_Exercise task 1_. Extract every line of the records below that contains the word "door", treating uppercase and lowercase as different.

Winner: Tie - Both have strong ecosystems. Trello wins on free-tier integration access; Asana wins on enterprise connector depth.

Collaboration

Asana timeline view showing task dependencies and team assignments across a project
Asana’s timeline view shows how task delays cascade through project dependencies.

Trello collaboration revolves around cards: comments, @mentions, file attachments, and activity feeds. Viewers and commenters are free on all tiers - a genuine advantage for client-facing work. But there is no built-in chat, no workload management, and no approval workflows.

Asana offers richer collaboration through task comments, project conversations, approvals (Starter+), proofing for creative assets (Advanced+), and workload views that show who is overloaded. For teams coordinating complex work across departments, Asana provides structure that Trello lacks.

Winner: Asana - for team coordination. Trello - for simple, transparent client collaboration.

Learning Curve and Onboarding

This is where Trello dominates the trello vs asana comparison.

Trello’s board-list-card metaphor is universally understood. It rarely takes more than 10 minutes to explain Trello to a new team member. The interface is self-explanatory. Drag this card here. Done.

Asana’s interface is clean, but the depth of features means new users need onboarding. Timeline views, portfolio management, custom fields, and workflow builders all require explanation. Expect 1-2 days for basic proficiency and 1-2 weeks for teams to use advanced features effectively.

For teams with high turnover or frequent contractor onboarding, Trello’s zero-learning-curve approach saves real time and money. If ease of onboarding is your top priority, our best free project management tools roundup includes other lightweight options.

Winner: Trello - and it is not close.

Reporting and Analytics

Trello’s reporting is minimal. Dashboard view (Premium only) shows basic card counts, due-date status, and member activity. There are no burndown charts, no velocity tracking, and no cross-board analytics. Power-Ups like Butler and third-party tools can fill some gaps, but native reporting is a weakness.

Asana delivers project dashboards on Starter tier, with Advanced tier unlocking custom charts, filtered reports, and cross-project analytics. Enterprise adds executive dashboards and compliance reporting. For data-driven project managers, Asana provides the insights Trello simply does not.

Winner: Asana - significantly better reporting at every tier.


Pricing Comparison: The Real Cost

Price matters, and the trello vs asana pricing gap is significant enough to influence your decision.

For a 10-Person Team (Monthly Billing)

TrelloAsana
Free option10 boards, unlimited cards10 users, basic views
Entry paid tier$60/mo (Standard)$134.90/mo (Starter)
Mid tier$125/mo (Premium)$304.90/mo (Advanced)
Annual savings$120/year (Standard)$300/year (Starter)

Trello Standard at $60 per month for a 10-person team gives you unlimited boards, custom fields, and 1,000 Butler automation runs. Asana Starter at $134.90 per month for the same team adds timeline views, task dependencies, AI Studio, and 250 automations. The question is whether those additional features are worth $74.90 per month more.

_Material shown_.

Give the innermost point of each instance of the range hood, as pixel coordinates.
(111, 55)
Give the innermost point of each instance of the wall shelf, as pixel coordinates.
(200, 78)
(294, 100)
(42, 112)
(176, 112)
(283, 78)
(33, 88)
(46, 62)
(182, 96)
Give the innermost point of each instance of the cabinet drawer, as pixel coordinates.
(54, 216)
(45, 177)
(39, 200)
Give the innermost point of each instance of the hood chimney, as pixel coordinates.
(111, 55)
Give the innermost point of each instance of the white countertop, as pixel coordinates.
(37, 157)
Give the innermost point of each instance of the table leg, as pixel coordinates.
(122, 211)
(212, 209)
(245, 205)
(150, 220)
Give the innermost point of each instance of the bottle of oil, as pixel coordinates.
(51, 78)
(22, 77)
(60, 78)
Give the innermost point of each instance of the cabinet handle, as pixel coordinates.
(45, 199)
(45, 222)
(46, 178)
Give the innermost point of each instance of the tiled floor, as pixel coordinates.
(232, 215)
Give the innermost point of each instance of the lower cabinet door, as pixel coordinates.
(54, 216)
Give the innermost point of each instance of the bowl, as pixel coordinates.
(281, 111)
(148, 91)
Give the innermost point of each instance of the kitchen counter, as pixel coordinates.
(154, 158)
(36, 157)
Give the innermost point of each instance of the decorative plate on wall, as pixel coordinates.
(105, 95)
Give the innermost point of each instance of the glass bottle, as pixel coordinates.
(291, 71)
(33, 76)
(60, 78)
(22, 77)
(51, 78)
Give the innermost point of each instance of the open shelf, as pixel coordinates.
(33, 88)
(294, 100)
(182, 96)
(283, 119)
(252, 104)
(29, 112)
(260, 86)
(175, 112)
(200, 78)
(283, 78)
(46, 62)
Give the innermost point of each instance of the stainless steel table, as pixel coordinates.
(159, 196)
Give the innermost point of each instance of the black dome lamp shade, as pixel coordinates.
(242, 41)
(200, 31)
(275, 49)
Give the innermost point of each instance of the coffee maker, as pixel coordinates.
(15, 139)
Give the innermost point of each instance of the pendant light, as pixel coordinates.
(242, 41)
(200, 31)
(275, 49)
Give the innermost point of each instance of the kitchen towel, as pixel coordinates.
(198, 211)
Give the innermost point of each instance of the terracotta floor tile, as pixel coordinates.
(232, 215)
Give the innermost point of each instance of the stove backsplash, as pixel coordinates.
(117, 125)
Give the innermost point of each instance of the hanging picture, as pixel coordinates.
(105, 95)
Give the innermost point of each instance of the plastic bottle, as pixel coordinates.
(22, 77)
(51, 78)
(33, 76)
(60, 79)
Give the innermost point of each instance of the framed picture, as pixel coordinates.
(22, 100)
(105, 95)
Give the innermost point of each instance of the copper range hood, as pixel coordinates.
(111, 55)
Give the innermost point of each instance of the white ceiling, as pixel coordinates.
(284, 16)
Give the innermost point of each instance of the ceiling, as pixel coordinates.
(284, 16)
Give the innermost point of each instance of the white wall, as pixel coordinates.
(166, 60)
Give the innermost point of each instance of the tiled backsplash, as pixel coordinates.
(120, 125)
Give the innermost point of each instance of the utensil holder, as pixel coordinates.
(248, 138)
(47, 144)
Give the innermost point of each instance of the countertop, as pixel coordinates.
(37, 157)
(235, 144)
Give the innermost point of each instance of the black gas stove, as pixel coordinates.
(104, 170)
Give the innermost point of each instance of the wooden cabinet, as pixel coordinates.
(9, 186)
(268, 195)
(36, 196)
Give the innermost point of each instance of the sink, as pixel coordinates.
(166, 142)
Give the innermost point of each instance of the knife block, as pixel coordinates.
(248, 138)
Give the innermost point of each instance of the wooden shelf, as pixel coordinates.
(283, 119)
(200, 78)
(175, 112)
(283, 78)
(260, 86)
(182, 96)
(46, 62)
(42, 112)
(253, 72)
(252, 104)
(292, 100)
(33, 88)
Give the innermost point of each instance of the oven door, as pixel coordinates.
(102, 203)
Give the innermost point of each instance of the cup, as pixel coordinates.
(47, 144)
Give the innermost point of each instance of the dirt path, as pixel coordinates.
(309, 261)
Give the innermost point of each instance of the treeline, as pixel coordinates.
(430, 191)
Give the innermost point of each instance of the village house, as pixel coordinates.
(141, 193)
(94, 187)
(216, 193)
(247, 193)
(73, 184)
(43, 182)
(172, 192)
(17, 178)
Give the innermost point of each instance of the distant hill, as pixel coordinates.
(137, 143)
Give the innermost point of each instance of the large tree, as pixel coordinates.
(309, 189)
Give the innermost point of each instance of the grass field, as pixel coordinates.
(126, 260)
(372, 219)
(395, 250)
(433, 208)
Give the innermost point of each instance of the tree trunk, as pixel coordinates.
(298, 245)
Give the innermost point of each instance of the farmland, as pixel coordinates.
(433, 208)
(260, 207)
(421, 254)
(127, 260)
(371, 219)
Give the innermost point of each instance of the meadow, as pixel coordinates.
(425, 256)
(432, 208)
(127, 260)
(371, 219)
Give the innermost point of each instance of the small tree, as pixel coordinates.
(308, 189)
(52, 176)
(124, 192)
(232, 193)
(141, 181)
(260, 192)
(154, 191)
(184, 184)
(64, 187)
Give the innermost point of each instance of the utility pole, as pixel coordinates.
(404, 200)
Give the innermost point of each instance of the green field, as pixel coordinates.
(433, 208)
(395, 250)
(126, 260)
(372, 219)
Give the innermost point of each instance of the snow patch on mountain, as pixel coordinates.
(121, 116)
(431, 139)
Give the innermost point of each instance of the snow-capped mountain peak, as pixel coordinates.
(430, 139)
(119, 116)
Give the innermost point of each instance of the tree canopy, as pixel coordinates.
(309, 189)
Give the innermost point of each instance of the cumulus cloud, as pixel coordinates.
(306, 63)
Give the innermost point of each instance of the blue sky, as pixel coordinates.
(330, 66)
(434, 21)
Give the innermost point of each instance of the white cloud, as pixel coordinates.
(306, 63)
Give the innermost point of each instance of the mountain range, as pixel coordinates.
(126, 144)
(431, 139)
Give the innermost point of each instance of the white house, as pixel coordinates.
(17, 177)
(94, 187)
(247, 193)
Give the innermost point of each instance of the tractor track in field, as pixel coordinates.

_Exercise task 2_. According to the Trello and Asana comparison above, how long does it usually take to explain Trello to a new team member?

_Correct result 1_.
Give the innermost point of each instance of the lower cabinet door, as pixel coordinates.
Give the innermost point of each instance of the oven door, as pixel coordinates.

_Correct result 2_. It rarely takes more than 10 minutes.